> **Passage to read**:
▶

Redbeard’s adventures mainly take place in the period between 1715 to 1750. The character of Redbeard was based on various historical pirates, like the Frenchman Robert Surcouf (1773–1827), as Charlier & Hubinson created three comics about him between 1949–1952, and these stories would later be the basis of this series. Also used are stories about the Turkish admiral Hayreddin Barbarossa (1483–1546), whose Italian name Barbarossa means “Red Beard”. Parts of his cruel appearance might be based on the notorious Blackbeard, active in the Caribbean Sea, and his fame and successes in the series resembles that of Bartholomew Roberts, who successfully conquered over 450 ships.

A lot of what is going on in the stories is based on real history:

  • In the first album, we get to know about the Viceroyalty of New Spain: The territories of the Spanish Empire in New World; North America, Central America and the Caribbean. In the 18th century, the Spanish were most of the time in war with The British, France and the Dutch.
  • The album The Brand Of The King takes place in the Mediterranean Sea, were galley slaves were marked with the French “Fleur de lis ” symbol, by using a hot stake. It also featured Barbary pirates.
  • The Ghost Ship & Dead Man’s Island featured the (fictive) treasure of historical pirate Henry Morgan.
  • The Spanish Ambush shows the court of the Spanish Viceroy in Cartagena.
  • The Letter Of Marque And Reprisal explains the difference between a pirate and a privateer.
  • Albums 16 to 19 deal with the Ottoman Empire, including Istanbul and Algiers.
  • Albums 21 to 23 deal with the Aztecs: Although their civilisation was wiped out by the Spanish in about 1520, Redbeard finds a hidden city in the jungle of Yucatán with their last living descendants.
  • Albums 26 to 28 describe the French-British battle at the Indian Ocean, especially between French gouvernor Joseph François Dupleix and British Robert Clive. Also mentioned is the Maratha Empire, with its island fortress Suvarnadurg.

◀

> **Tasks to perform**:
1. Answer these questions from the Redbeard passage:
(a) Between which years do Redbeard's adventures mainly take place?
(b) How many ships did Bartholomew Roberts conquer?
(c) Which album explains the difference between a pirate and a privateer?
2. Name every historical person the first paragraph of the Redbeard passage links to Redbeard's character.
3. Write out the part of the Redbeard passage that opens with the words containing "A lot of what" and closes with "pirate Henry Morgan.".
The listing that follows has no connection to the Redbeard passage.

> **Recorded data**:
▶

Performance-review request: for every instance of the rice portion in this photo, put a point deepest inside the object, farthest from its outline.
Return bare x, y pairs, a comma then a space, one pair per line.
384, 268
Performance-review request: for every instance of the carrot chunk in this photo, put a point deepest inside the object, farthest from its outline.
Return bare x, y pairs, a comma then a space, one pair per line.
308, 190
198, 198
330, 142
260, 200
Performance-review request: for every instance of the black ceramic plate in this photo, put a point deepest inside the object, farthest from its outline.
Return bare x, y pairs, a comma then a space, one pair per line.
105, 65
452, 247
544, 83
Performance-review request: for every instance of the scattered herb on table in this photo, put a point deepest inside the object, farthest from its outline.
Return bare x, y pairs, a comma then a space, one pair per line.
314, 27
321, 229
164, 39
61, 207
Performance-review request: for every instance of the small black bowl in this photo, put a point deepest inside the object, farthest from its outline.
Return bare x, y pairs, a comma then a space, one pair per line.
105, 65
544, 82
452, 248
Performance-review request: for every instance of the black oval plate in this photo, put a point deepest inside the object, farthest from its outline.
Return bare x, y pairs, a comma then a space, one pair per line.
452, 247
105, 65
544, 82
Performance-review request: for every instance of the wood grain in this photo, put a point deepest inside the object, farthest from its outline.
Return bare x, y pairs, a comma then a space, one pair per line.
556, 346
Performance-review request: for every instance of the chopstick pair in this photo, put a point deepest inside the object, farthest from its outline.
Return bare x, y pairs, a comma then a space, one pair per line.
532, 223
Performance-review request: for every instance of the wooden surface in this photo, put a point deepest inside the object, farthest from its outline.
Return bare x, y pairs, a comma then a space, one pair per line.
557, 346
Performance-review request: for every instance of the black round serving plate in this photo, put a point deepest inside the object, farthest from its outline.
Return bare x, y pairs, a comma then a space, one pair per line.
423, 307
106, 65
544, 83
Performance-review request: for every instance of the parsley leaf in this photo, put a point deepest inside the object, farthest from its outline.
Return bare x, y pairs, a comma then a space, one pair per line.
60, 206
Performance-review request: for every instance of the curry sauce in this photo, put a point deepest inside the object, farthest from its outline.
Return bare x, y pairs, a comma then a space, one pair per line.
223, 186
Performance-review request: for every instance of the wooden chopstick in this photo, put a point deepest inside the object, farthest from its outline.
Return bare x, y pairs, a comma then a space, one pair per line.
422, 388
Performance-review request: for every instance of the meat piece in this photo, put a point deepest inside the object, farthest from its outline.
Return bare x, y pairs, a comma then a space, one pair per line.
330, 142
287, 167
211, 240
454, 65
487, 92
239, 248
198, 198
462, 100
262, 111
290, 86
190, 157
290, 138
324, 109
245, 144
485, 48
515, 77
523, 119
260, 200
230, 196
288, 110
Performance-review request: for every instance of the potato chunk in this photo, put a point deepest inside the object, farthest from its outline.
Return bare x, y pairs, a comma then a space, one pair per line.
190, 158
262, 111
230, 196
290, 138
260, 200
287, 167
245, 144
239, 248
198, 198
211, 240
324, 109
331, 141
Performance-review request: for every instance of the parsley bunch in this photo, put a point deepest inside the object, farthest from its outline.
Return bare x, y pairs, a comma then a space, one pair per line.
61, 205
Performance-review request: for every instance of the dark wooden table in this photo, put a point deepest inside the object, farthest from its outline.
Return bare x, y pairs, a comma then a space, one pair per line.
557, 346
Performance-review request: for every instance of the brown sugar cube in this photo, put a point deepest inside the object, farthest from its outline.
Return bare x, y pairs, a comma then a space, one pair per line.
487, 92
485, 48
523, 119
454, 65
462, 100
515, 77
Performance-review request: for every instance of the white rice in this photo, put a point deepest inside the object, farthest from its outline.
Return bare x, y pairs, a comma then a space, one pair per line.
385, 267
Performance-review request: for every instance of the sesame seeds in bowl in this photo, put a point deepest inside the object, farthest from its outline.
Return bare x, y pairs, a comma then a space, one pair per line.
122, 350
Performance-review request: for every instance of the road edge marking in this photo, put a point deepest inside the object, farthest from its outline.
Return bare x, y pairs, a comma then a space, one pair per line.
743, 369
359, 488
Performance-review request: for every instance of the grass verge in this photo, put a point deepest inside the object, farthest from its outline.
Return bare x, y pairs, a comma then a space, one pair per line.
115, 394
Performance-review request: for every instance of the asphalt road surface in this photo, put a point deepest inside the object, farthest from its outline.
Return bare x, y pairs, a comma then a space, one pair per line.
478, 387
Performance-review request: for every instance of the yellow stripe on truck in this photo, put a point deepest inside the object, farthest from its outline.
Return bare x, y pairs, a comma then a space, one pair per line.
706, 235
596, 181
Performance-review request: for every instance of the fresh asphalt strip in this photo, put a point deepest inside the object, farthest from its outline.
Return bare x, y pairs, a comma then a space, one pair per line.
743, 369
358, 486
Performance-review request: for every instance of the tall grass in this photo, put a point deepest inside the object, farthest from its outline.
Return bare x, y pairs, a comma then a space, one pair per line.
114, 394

◀

> **Outputs**:
1.
(a) Between 1715 and 1750.
(b) Over 450.
(c) The Letter Of Marque And Reprisal.

2. Robert Surcouf, Hayreddin Barbarossa, Blackbeard, Bartholomew Roberts

3.
A lot of what is going on in the stories is based on real history:

  • In the first album, we get to know about the Viceroyalty of New Spain: The territories of the Spanish Empire in New World; North America, Central America and the Caribbean. In the 18th century, the Spanish were most of the time in war with The British, France and the Dutch.
  • The album The Brand Of The King takes place in the Mediterranean Sea, were galley slaves were marked with the French “Fleur de lis ” symbol, by using a hot stake. It also featured Barbary pirates.
  • The Ghost Ship & Dead Man’s Island featured the (fictive) treasure of historical pirate Henry Morgan.